_EXERCISE INSTRUCTIONS_.
For the entries below, the expected answer is the line with "Drop one dot on each instance of the tall", the line with "Target: man in suit on screen", and every line between them, exactly as written, and nothing more.
====== RECORDS FOR THE TASK ======
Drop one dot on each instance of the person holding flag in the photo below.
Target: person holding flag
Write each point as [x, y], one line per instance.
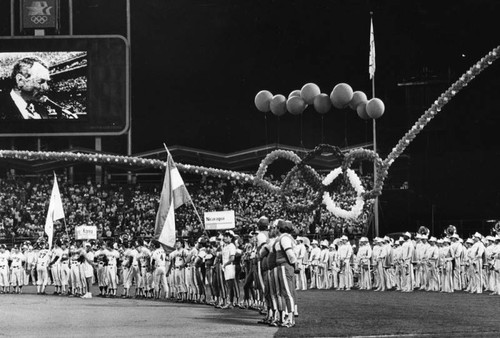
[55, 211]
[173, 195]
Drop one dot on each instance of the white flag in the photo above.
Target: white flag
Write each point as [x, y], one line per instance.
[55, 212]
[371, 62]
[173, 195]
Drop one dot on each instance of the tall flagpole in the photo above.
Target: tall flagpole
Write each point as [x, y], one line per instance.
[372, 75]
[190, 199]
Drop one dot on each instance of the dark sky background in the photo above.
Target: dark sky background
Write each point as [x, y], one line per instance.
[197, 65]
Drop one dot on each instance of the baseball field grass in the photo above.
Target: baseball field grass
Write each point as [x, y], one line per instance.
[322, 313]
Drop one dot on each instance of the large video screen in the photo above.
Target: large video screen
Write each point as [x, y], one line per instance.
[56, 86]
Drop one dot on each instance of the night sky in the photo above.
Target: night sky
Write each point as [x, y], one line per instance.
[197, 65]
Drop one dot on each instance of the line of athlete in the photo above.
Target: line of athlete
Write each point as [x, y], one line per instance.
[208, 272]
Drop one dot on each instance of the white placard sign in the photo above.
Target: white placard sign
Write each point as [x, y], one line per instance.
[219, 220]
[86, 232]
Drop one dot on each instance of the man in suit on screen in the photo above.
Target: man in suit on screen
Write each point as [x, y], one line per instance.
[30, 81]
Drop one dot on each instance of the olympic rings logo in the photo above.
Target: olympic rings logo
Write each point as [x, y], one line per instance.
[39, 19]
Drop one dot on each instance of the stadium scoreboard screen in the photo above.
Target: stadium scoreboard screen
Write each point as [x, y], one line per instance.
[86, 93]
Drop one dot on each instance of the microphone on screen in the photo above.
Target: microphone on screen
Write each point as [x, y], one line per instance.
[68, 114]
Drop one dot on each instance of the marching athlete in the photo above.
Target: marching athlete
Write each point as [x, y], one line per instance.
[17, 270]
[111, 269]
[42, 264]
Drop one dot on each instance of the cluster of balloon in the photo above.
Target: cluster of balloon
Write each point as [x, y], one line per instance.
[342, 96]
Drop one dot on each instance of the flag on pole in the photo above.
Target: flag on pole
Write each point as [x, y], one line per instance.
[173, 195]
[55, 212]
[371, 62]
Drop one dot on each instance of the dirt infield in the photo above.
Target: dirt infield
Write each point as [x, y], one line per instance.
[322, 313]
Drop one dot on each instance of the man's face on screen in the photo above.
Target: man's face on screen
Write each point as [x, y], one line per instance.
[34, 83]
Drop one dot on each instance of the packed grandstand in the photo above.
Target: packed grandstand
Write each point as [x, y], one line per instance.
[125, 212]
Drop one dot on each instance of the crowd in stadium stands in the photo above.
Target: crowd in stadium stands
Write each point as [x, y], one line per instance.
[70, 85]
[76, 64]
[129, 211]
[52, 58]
======
====== RECORDS FOR THE TASK ======
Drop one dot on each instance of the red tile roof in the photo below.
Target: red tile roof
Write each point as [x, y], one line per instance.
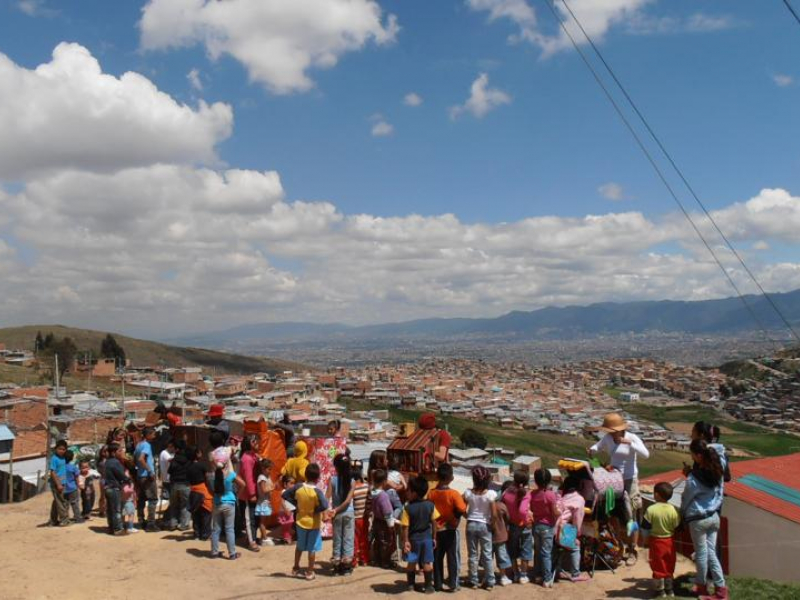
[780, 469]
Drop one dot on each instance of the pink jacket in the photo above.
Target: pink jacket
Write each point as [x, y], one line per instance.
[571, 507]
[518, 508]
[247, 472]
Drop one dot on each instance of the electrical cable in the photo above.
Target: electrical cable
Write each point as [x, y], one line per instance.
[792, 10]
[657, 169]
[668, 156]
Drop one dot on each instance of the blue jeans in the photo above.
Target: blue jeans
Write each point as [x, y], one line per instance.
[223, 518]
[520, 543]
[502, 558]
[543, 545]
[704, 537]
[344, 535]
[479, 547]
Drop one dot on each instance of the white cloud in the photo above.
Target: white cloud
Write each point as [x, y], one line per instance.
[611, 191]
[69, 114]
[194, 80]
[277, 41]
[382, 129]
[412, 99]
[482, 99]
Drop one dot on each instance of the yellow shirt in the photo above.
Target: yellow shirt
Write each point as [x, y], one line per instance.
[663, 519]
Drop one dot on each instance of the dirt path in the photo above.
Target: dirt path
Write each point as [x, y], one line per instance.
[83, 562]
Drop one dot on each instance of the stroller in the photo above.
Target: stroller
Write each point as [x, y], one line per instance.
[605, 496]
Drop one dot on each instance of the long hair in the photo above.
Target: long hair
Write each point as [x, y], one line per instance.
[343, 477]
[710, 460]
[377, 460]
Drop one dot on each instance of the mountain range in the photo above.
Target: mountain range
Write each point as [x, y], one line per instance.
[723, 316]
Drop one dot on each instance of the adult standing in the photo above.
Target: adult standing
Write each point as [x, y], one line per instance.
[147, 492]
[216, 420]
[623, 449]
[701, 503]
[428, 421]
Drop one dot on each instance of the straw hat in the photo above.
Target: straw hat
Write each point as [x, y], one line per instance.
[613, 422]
======
====== RECORDS FOR THE TASK ======
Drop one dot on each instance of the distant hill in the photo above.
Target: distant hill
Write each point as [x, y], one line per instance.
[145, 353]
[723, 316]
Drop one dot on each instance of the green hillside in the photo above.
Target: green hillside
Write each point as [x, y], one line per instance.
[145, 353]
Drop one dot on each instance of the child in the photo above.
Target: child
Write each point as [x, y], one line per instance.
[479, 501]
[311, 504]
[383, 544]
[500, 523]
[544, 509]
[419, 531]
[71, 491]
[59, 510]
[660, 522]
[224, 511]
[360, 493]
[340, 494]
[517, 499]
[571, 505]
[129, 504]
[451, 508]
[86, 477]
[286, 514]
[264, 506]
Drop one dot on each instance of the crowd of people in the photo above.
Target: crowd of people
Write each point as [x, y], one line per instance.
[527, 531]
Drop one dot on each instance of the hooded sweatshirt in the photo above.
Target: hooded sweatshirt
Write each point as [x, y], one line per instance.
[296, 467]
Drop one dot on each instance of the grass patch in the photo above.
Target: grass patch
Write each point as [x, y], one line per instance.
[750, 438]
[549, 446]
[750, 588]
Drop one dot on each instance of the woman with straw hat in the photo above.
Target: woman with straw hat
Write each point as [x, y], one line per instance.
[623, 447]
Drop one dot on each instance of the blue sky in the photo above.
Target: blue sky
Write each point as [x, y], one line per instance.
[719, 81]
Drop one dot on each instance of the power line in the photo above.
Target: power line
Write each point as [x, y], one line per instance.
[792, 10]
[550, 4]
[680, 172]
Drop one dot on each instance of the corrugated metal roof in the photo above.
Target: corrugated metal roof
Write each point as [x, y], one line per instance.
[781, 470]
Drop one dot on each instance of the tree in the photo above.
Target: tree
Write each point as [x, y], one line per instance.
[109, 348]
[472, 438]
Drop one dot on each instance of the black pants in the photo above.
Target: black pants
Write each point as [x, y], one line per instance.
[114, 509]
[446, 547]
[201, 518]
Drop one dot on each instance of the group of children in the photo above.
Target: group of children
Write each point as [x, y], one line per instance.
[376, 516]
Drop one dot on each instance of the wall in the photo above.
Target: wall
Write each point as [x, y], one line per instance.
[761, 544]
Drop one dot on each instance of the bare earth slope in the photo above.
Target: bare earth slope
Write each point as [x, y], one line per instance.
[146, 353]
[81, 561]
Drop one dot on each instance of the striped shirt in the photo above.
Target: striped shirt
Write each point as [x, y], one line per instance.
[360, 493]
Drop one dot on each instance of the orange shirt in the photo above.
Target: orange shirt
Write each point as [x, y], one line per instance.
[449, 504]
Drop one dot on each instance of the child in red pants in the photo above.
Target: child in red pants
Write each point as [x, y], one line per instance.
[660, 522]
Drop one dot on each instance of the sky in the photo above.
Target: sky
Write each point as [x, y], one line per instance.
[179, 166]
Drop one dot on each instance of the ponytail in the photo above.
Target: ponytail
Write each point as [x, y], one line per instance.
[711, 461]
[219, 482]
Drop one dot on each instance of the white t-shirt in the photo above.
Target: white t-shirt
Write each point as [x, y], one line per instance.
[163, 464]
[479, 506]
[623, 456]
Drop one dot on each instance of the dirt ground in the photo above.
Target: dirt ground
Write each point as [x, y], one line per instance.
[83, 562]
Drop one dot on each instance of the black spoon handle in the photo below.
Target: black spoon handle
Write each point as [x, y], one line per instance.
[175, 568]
======
_ANSWER TO THE PROBLEM_.
Drop one dot on each instance of the tall flagpole in the photo above.
Target: tall flagpole
Write each point as [x, y], one line per instance.
[372, 75]
[190, 199]
Drop one dot on each instance of the dark sky background in the photo above.
Target: dark sky background
Write each point as [x, y], one line per instance.
[197, 65]
Drop one dot on each instance of the baseball field grass in the photo above.
Target: baseball field grass
Write each point as [x, y], one line per instance.
[322, 313]
Drop one dot on each instance of the large video screen in the photo above.
Target: large video screen
Write each point as [x, y], one line per instance.
[56, 86]
Drop one dot on each instance of the night sky in the photo above.
Target: night sky
Write each point as [x, y], one line per instance.
[197, 65]
Drop one dot on each instance of the line of athlete in the photo above.
Target: line of athlete
Write each point as [x, y], one line per instance.
[208, 272]
Drop one dot on each instance of the white placard sign in the photo above.
Target: white placard sign
Write each point as [x, y], one line per instance.
[219, 220]
[86, 232]
Drop one dot on each instance of the man in suit on screen in the photo above.
Target: man in suit on screen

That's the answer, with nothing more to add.